* _文本摘录_
问题
As I understand it, --strictFunctionTypes compiler option in Typescript prevents a very common use case of polymorphism from working:
type Handler = (request: Request) => Response
const myHandler: Handler = (request: Request & { extraArg: boolean }) => {
return !!request.extraArg
}
Generally, I assume that all compiler options in the strict family have some great benefits, but in this case, all I see is that it prevents a very logical behavior from working.
So what are the cases where this option actually gives some benefits? Which harmful scenarios does it prevent?
回答1:
It's actually very easy to cause a runtime error without strictFunctionTypes.

* _提供的列表_
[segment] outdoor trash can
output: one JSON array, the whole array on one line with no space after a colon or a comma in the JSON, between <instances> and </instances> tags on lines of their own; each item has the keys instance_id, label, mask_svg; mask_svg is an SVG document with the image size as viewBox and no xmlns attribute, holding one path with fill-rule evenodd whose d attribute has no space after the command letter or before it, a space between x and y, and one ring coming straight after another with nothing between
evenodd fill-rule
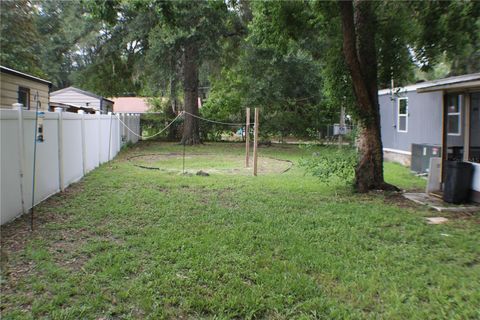
<instances>
[{"instance_id":1,"label":"outdoor trash can","mask_svg":"<svg viewBox=\"0 0 480 320\"><path fill-rule=\"evenodd\" d=\"M468 162L447 161L443 200L450 203L468 201L472 185L473 166Z\"/></svg>"}]
</instances>

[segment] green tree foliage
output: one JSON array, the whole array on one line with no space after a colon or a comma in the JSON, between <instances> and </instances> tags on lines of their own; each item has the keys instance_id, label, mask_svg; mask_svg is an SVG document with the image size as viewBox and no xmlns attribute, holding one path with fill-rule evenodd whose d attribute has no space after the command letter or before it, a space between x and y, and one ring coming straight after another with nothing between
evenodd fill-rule
<instances>
[{"instance_id":1,"label":"green tree foliage","mask_svg":"<svg viewBox=\"0 0 480 320\"><path fill-rule=\"evenodd\" d=\"M236 42L235 58L222 60L202 113L242 121L245 107L260 107L262 133L305 135L325 119L316 16L309 3L293 1L255 2L251 12L248 36Z\"/></svg>"},{"instance_id":2,"label":"green tree foliage","mask_svg":"<svg viewBox=\"0 0 480 320\"><path fill-rule=\"evenodd\" d=\"M0 1L0 63L43 77L37 54L42 43L35 26L36 11L29 0Z\"/></svg>"}]
</instances>

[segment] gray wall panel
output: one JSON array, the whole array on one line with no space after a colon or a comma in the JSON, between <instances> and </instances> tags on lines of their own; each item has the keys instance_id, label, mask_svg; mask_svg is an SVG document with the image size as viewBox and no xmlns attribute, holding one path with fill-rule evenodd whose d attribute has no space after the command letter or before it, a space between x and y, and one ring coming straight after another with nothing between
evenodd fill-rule
<instances>
[{"instance_id":1,"label":"gray wall panel","mask_svg":"<svg viewBox=\"0 0 480 320\"><path fill-rule=\"evenodd\" d=\"M408 98L408 131L398 132L398 98L379 96L382 141L384 148L410 151L412 143L440 145L442 143L442 93L400 94Z\"/></svg>"}]
</instances>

* _任务列表_
A. 把 strictFunctionTypes 帖子里的这句话译成中文："It's actually very easy to cause a runtime error without strictFunctionTypes."
B. 从 strictFunctionTypes 帖子的末尾接着往下写。

* _任务结果_
A. 实际上，不开启 strictFunctionTypes 的话，很容易引发运行时错误。

B.
Let's consider the following example:
type Handler = (request: Request) => Response
const myHandler: Handler = (request: Request & { extraArg: string }) => {
// extraArg is required so need to check for null
request.extraArg.toUpperCase();
return null as any;
}
declare let r: Request; // comes from sowhere
myHandler(r); // no need to pass in the extraArg not required by the signature
So in the above example, the function signature requires a Request so that is all we have to pass in a Request. But the implementation expects to receive Request & { extraArg: string } in which extraArg is required, and access it without having to do a check (after all if it's required the called should have passed it in).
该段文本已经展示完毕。